**Supplied text**
■ ■ ■ ■ ■ ■ ■

How can one take the constant repetition of questions and the same answers all the time? My Husband asks the same questions and then repeats them after the answers I give. He and I live together at home and only when I can get out do I get a break from them. I have found other ways to entertain him but this does get to me. This is really tough to take.
Once she descended into her own fantasy world where my father, her devoted husband of 66 years, no longer existed, and she was married to the high school boyfriend she hadn't seen since 1945, we knew we'd lost her once and for all. I had nearly three years of conversing with a stranger who knew me as a friendly face but not as her daughter, because Mom and the boyfriend weren't old enough to have a 60-year-old daughter -- they were forever sixteen years old and in love.
Try to understand that a person with dementia is like a small child in many ways. Remember the days when you were asked "Why?" a hundred times a day by a toddler, and you'll know how to handle your husband's repetitive questions.
With patience.
The good news is that this too shall pass. I’m sure some loved ones are more repetitive than others but my DH aunt did that quite a bit in the beginning and then it tapered off.
Today her repetitive question is “what happened”. She is asking why is she in bed, with an ice pack on her foot…. I assume. Her sentences are pretty short.
Some days I tell her the whole story of how she fell etc.
Some days I say well I got old…
Or … we are having a pandemic
Or…the little boy who went blind at 7 is now playing football.
She seems to like one answer as well as the other. and she usually only asks once.
I think the key is to learn how to roll with it or it will drive you wild.
Try training yourself to do three slow Kegels before answering his questions. Lower your shoulders. Do something simple that is beneficial and relieves your anxiety.
I’m sorry this disease has happened to you and your husband.
I hear you.
For me, it’s especially hard when my mother doesn’t believe my answers to her same repeated question.
In our case, deflection doesn’t work. Changing the subject doesn’t work. She just leaves her room to go out and ask the caregivers the same questions.

■ ■ ■ ■ ■ ■ ■

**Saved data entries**

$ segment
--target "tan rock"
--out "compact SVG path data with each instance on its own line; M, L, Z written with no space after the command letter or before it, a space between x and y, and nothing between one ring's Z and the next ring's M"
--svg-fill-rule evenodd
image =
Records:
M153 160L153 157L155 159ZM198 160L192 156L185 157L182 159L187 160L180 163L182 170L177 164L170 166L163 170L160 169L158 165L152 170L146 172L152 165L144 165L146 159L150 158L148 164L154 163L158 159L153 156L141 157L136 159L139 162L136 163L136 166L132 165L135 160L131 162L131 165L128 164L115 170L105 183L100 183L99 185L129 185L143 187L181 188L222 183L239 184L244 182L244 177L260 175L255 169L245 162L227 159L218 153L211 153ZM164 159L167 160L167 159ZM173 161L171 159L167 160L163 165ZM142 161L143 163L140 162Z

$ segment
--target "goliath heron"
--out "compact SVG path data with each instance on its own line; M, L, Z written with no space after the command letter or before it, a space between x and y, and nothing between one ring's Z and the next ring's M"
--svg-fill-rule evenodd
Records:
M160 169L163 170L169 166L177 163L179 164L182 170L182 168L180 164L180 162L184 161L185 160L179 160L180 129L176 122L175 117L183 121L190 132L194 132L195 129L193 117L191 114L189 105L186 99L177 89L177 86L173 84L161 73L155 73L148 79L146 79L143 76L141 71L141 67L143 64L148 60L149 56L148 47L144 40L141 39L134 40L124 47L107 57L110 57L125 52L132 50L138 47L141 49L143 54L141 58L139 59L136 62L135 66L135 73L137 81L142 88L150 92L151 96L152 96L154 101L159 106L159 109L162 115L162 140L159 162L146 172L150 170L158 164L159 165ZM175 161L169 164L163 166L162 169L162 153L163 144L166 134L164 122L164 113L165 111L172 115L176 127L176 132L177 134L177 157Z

■ ■ ■ ■ ■ ■ ■

**What you need to do**
(a) Update the posts on repeated questions: begin at the words "Try training yourself" and stop after "the same questions.", putting "nurses" in place of "caregivers".
(b) Answer these questions from the posts on repeated questions:
(i) How many years had the father been married to the mother?
(ii) At what age were the mother and her high school boyfriend forever fixed in her fantasy world?
(iii) How many slow Kegels does one post suggest doing before answering the husband's questions?
The records are separate material and are unrelated to the text.

**Solution set**
(a)
Try training yourself to do three slow Kegels before answering his questions. Lower your shoulders. Do something simple that is beneficial and relieves your anxiety.
I’m sorry this disease has happened to you and your husband.
I hear you.
For me, it’s especially hard when my mother doesn’t believe my answers to her same repeated question.
In our case, deflection doesn’t work. Changing the subject doesn’t work. She just leaves her room to go out and ask the nurses the same questions.

(b)
(i) 66 years
(ii) Sixteen
(iii) Three